Aim: Print exactly, and only, the lines running from the line containing "The pointer SHOULD provide one marker per instance of the green" through the end of the records below.

Provided data:
begin
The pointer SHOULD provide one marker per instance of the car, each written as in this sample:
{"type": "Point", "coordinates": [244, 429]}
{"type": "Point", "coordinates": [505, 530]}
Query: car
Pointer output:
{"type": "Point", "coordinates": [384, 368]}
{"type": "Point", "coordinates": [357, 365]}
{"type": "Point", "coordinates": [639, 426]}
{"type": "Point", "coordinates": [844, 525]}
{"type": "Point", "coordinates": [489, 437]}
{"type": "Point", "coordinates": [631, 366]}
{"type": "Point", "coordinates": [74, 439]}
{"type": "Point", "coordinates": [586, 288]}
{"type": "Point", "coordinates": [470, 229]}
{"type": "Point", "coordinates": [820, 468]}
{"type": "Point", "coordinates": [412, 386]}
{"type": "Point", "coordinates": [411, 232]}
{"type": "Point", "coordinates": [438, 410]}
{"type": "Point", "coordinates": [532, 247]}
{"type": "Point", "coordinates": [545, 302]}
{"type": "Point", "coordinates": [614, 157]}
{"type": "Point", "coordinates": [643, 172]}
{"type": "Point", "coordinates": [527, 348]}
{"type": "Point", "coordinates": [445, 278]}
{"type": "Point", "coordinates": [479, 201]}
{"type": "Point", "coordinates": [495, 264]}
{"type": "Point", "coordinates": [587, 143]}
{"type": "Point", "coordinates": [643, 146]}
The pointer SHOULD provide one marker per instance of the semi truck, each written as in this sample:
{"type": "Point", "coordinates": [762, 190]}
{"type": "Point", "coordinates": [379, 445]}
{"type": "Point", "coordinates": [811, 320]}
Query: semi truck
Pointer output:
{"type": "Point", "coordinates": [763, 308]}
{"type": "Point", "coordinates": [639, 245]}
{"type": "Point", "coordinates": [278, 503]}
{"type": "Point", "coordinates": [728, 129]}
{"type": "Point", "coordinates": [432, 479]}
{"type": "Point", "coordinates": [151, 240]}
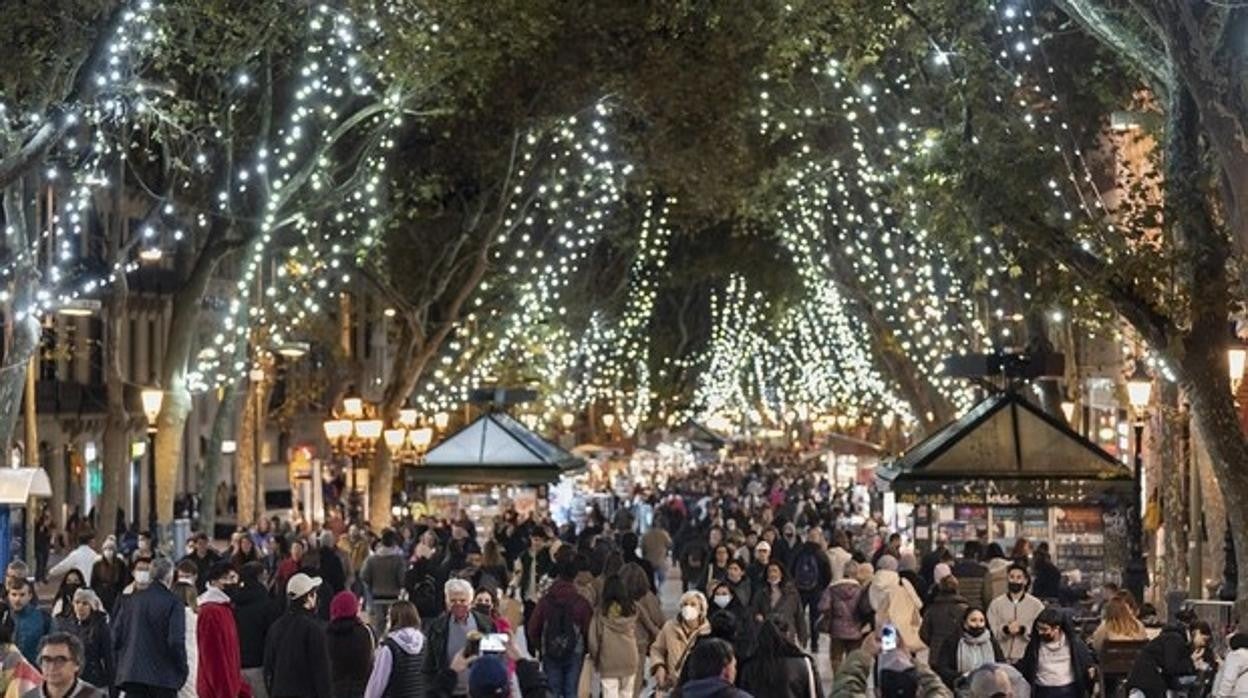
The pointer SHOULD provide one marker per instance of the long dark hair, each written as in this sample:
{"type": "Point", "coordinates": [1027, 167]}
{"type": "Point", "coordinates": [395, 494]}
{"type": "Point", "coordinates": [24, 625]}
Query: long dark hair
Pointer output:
{"type": "Point", "coordinates": [766, 666]}
{"type": "Point", "coordinates": [614, 592]}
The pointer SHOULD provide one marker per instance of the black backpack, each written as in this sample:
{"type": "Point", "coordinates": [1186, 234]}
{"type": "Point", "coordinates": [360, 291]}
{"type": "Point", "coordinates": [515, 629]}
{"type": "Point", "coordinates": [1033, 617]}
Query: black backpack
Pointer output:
{"type": "Point", "coordinates": [424, 597]}
{"type": "Point", "coordinates": [805, 572]}
{"type": "Point", "coordinates": [560, 637]}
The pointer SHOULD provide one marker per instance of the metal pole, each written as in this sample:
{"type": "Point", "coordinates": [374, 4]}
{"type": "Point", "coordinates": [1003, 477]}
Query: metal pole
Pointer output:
{"type": "Point", "coordinates": [1135, 577]}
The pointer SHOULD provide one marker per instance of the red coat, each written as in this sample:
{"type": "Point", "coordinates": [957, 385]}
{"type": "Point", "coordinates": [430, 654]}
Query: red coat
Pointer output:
{"type": "Point", "coordinates": [220, 672]}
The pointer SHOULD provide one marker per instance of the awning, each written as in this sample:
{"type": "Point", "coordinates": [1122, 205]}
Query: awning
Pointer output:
{"type": "Point", "coordinates": [18, 485]}
{"type": "Point", "coordinates": [1006, 450]}
{"type": "Point", "coordinates": [494, 450]}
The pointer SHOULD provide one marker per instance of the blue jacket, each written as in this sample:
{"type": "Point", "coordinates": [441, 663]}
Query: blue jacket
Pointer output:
{"type": "Point", "coordinates": [149, 639]}
{"type": "Point", "coordinates": [30, 626]}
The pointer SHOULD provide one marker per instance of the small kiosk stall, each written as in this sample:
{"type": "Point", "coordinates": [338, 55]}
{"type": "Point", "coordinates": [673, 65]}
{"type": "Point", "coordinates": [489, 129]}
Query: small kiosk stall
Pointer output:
{"type": "Point", "coordinates": [1007, 470]}
{"type": "Point", "coordinates": [18, 486]}
{"type": "Point", "coordinates": [488, 462]}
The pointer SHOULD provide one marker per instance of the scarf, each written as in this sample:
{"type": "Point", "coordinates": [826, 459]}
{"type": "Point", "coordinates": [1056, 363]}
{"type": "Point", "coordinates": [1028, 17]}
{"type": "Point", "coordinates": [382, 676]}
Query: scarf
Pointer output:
{"type": "Point", "coordinates": [974, 652]}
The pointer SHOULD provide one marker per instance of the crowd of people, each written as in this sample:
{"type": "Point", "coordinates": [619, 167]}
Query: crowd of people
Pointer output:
{"type": "Point", "coordinates": [775, 568]}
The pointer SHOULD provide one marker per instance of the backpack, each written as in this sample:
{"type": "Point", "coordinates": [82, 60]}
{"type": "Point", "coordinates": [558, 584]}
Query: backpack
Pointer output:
{"type": "Point", "coordinates": [424, 597]}
{"type": "Point", "coordinates": [560, 637]}
{"type": "Point", "coordinates": [805, 572]}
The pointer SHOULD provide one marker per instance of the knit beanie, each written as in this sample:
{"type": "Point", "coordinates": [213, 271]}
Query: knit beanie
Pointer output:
{"type": "Point", "coordinates": [345, 604]}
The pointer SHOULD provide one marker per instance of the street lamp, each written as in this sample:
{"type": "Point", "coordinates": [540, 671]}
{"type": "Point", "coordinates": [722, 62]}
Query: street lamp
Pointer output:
{"type": "Point", "coordinates": [152, 400]}
{"type": "Point", "coordinates": [352, 435]}
{"type": "Point", "coordinates": [1140, 391]}
{"type": "Point", "coordinates": [1236, 358]}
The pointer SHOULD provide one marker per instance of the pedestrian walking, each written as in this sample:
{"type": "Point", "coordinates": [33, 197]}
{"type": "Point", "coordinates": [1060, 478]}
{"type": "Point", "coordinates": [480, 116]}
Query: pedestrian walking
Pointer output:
{"type": "Point", "coordinates": [30, 622]}
{"type": "Point", "coordinates": [1012, 614]}
{"type": "Point", "coordinates": [296, 653]}
{"type": "Point", "coordinates": [351, 647]}
{"type": "Point", "coordinates": [220, 667]}
{"type": "Point", "coordinates": [613, 652]}
{"type": "Point", "coordinates": [778, 667]}
{"type": "Point", "coordinates": [669, 649]}
{"type": "Point", "coordinates": [61, 657]}
{"type": "Point", "coordinates": [382, 575]}
{"type": "Point", "coordinates": [109, 575]}
{"type": "Point", "coordinates": [967, 649]}
{"type": "Point", "coordinates": [255, 612]}
{"type": "Point", "coordinates": [446, 667]}
{"type": "Point", "coordinates": [398, 664]}
{"type": "Point", "coordinates": [779, 599]}
{"type": "Point", "coordinates": [90, 626]}
{"type": "Point", "coordinates": [149, 638]}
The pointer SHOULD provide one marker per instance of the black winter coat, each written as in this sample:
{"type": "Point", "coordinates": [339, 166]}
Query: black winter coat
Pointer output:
{"type": "Point", "coordinates": [1162, 662]}
{"type": "Point", "coordinates": [795, 676]}
{"type": "Point", "coordinates": [351, 657]}
{"type": "Point", "coordinates": [1081, 661]}
{"type": "Point", "coordinates": [255, 612]}
{"type": "Point", "coordinates": [149, 638]}
{"type": "Point", "coordinates": [97, 668]}
{"type": "Point", "coordinates": [438, 677]}
{"type": "Point", "coordinates": [297, 657]}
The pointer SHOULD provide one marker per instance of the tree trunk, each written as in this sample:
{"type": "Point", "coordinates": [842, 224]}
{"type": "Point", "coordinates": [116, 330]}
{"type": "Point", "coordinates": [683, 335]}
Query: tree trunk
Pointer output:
{"type": "Point", "coordinates": [224, 423]}
{"type": "Point", "coordinates": [25, 332]}
{"type": "Point", "coordinates": [1172, 486]}
{"type": "Point", "coordinates": [250, 468]}
{"type": "Point", "coordinates": [170, 435]}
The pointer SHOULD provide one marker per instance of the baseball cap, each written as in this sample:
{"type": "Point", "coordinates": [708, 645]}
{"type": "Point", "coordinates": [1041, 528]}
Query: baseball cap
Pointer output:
{"type": "Point", "coordinates": [301, 584]}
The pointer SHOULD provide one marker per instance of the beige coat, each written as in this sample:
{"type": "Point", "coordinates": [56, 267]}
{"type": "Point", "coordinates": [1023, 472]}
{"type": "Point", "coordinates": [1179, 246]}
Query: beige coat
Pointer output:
{"type": "Point", "coordinates": [654, 546]}
{"type": "Point", "coordinates": [672, 647]}
{"type": "Point", "coordinates": [613, 644]}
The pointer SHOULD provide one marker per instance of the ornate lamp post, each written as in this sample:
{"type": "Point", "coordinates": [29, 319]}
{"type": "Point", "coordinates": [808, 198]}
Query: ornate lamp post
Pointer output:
{"type": "Point", "coordinates": [407, 441]}
{"type": "Point", "coordinates": [1135, 577]}
{"type": "Point", "coordinates": [351, 436]}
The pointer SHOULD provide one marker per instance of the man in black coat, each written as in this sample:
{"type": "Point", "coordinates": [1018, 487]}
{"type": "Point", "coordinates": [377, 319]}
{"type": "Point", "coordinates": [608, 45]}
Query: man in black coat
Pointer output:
{"type": "Point", "coordinates": [1056, 649]}
{"type": "Point", "coordinates": [1163, 663]}
{"type": "Point", "coordinates": [296, 652]}
{"type": "Point", "coordinates": [149, 638]}
{"type": "Point", "coordinates": [255, 611]}
{"type": "Point", "coordinates": [446, 641]}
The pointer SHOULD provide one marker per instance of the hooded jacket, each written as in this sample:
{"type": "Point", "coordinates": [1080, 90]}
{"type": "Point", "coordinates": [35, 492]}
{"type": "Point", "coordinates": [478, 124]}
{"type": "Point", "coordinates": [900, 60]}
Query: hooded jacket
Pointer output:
{"type": "Point", "coordinates": [411, 643]}
{"type": "Point", "coordinates": [612, 642]}
{"type": "Point", "coordinates": [383, 572]}
{"type": "Point", "coordinates": [838, 604]}
{"type": "Point", "coordinates": [942, 618]}
{"type": "Point", "coordinates": [1162, 661]}
{"type": "Point", "coordinates": [220, 666]}
{"type": "Point", "coordinates": [895, 601]}
{"type": "Point", "coordinates": [255, 611]}
{"type": "Point", "coordinates": [672, 647]}
{"type": "Point", "coordinates": [297, 657]}
{"type": "Point", "coordinates": [1081, 659]}
{"type": "Point", "coordinates": [560, 597]}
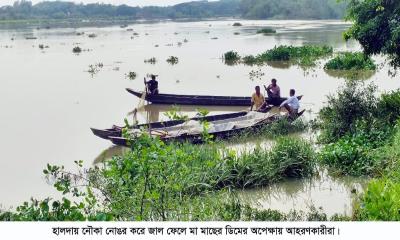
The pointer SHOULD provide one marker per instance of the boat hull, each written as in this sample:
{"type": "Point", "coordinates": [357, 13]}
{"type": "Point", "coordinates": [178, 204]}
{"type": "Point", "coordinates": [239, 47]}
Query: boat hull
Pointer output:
{"type": "Point", "coordinates": [198, 99]}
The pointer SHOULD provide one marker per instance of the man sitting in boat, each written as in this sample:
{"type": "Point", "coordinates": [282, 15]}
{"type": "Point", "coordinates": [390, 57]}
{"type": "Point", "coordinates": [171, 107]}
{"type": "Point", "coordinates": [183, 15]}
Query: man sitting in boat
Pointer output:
{"type": "Point", "coordinates": [292, 104]}
{"type": "Point", "coordinates": [257, 99]}
{"type": "Point", "coordinates": [273, 92]}
{"type": "Point", "coordinates": [152, 85]}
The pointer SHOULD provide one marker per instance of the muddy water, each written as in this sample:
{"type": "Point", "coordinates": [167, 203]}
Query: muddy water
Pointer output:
{"type": "Point", "coordinates": [332, 195]}
{"type": "Point", "coordinates": [48, 100]}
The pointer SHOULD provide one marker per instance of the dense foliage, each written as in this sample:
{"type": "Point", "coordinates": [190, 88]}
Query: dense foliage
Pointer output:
{"type": "Point", "coordinates": [288, 9]}
{"type": "Point", "coordinates": [376, 26]}
{"type": "Point", "coordinates": [350, 61]}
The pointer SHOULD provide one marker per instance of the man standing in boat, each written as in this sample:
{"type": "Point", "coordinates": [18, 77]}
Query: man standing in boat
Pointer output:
{"type": "Point", "coordinates": [257, 99]}
{"type": "Point", "coordinates": [152, 85]}
{"type": "Point", "coordinates": [274, 93]}
{"type": "Point", "coordinates": [292, 104]}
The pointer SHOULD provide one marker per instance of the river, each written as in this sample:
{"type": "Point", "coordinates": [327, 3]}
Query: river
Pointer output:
{"type": "Point", "coordinates": [49, 100]}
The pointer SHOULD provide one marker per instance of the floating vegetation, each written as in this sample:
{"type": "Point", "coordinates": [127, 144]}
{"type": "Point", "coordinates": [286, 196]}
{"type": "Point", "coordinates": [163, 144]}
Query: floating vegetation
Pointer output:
{"type": "Point", "coordinates": [152, 60]}
{"type": "Point", "coordinates": [351, 61]}
{"type": "Point", "coordinates": [250, 60]}
{"type": "Point", "coordinates": [131, 75]}
{"type": "Point", "coordinates": [231, 57]}
{"type": "Point", "coordinates": [351, 74]}
{"type": "Point", "coordinates": [77, 49]}
{"type": "Point", "coordinates": [173, 60]}
{"type": "Point", "coordinates": [256, 74]}
{"type": "Point", "coordinates": [304, 56]}
{"type": "Point", "coordinates": [266, 31]}
{"type": "Point", "coordinates": [94, 69]}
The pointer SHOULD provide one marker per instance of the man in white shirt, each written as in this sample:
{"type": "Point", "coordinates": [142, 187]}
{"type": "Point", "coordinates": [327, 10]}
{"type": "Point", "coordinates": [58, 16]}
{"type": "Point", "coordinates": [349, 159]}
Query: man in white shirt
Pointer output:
{"type": "Point", "coordinates": [291, 104]}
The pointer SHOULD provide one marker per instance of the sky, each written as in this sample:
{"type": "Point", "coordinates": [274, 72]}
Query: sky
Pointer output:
{"type": "Point", "coordinates": [116, 2]}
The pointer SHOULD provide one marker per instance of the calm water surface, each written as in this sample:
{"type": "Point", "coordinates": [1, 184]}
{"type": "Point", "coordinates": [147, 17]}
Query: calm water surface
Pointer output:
{"type": "Point", "coordinates": [48, 100]}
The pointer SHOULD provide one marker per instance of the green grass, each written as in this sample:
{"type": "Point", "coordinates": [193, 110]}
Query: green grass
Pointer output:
{"type": "Point", "coordinates": [351, 61]}
{"type": "Point", "coordinates": [305, 56]}
{"type": "Point", "coordinates": [266, 31]}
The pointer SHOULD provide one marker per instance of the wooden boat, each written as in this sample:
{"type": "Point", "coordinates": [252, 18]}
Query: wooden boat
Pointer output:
{"type": "Point", "coordinates": [116, 131]}
{"type": "Point", "coordinates": [197, 137]}
{"type": "Point", "coordinates": [197, 99]}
end
Result of this exercise:
The pointer SHOULD provide one marker per instance of the green grass, each written as in this sample:
{"type": "Point", "coordinates": [193, 110]}
Query: green grass
Pointer output:
{"type": "Point", "coordinates": [351, 61]}
{"type": "Point", "coordinates": [305, 56]}
{"type": "Point", "coordinates": [266, 31]}
The pointer SHOULD provide one marker per instance of the wooden boat, each written as in this sample:
{"type": "Point", "coordinates": [252, 18]}
Query: wooden boat
Pointer output:
{"type": "Point", "coordinates": [116, 131]}
{"type": "Point", "coordinates": [197, 137]}
{"type": "Point", "coordinates": [197, 99]}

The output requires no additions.